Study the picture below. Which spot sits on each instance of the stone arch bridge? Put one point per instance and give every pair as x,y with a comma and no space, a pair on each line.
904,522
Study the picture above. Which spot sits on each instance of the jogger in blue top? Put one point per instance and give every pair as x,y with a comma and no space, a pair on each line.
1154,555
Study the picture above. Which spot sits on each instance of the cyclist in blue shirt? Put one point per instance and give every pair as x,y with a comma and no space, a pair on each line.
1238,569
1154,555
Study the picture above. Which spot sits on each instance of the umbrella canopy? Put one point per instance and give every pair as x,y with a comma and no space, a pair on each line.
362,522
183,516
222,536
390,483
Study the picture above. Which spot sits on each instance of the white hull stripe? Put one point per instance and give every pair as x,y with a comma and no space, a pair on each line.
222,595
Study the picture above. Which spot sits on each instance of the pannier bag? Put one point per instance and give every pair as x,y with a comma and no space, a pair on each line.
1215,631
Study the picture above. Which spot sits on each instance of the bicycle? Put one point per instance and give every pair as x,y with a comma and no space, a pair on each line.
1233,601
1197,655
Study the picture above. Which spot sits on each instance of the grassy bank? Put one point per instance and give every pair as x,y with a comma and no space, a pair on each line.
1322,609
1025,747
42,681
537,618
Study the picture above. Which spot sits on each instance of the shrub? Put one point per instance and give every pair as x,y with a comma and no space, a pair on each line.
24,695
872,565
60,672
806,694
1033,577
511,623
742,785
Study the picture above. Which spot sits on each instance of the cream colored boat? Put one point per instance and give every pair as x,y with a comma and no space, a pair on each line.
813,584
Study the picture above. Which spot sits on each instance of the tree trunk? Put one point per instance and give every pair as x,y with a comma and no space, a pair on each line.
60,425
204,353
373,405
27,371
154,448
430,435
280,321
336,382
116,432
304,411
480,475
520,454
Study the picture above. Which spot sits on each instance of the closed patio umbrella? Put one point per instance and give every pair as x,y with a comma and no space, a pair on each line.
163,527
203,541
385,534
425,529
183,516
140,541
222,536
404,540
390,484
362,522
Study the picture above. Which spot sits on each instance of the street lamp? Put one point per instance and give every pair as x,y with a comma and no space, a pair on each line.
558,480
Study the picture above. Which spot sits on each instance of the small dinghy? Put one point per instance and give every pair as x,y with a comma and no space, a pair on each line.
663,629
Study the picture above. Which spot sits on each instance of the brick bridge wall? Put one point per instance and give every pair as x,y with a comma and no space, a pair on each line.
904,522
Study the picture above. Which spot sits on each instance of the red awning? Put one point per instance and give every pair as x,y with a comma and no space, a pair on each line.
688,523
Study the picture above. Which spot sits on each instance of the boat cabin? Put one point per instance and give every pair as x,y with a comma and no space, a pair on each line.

Written instruction => Set down, word for word, every line from the line that holds "of the cream" to the end of the entries above, including both ends.

Exercise answer =>
Study the picture above. Which spot sits on each instance of the cream colored boat? Put one point per instance and give every pair as x,y with a comma and no space, a pair on each line.
813,584
Study the picture above. Which spot sits on each instance of the tree trunk? Put one point per instance and give every pair as x,y with a comma and no space, a pair on each line.
60,425
204,353
373,405
27,371
154,448
430,435
280,321
336,382
116,432
304,411
480,475
520,454
Study the picture above. Which spot sits on each instance of the closed patio umbrella? Put one point per instance and give every pair as x,y with a comma and no space, a pair on each line.
163,527
203,541
385,534
425,529
183,516
140,541
222,536
404,540
390,484
362,522
Study the picture above. Which spot sits on each instance of the street lamp? Put one point per instance and give every pair as x,y with a comma and no space, a pair on each line.
558,480
Study the picture above. Which spot sits on each instance of the small dinghy? Put one point per instance and give every pair as x,y with a comma and no space, a pair on each line.
663,629
Study the picture above. Which spot sits on each instance of the brick bridge wall? Put one point per instance and give every pair as x,y with a comma and no space, a pair on each line.
904,522
Study the picture above. Which spot sits on each instance of the red awning? Put one point per instance and give every pair as x,y with a comma and no space, a pair on each line.
688,523
Study the picture above. Which spot sits on each instance of the boat cabin? Put one point per instance and give every pair as x,y with a comma and no space, a pair on each line.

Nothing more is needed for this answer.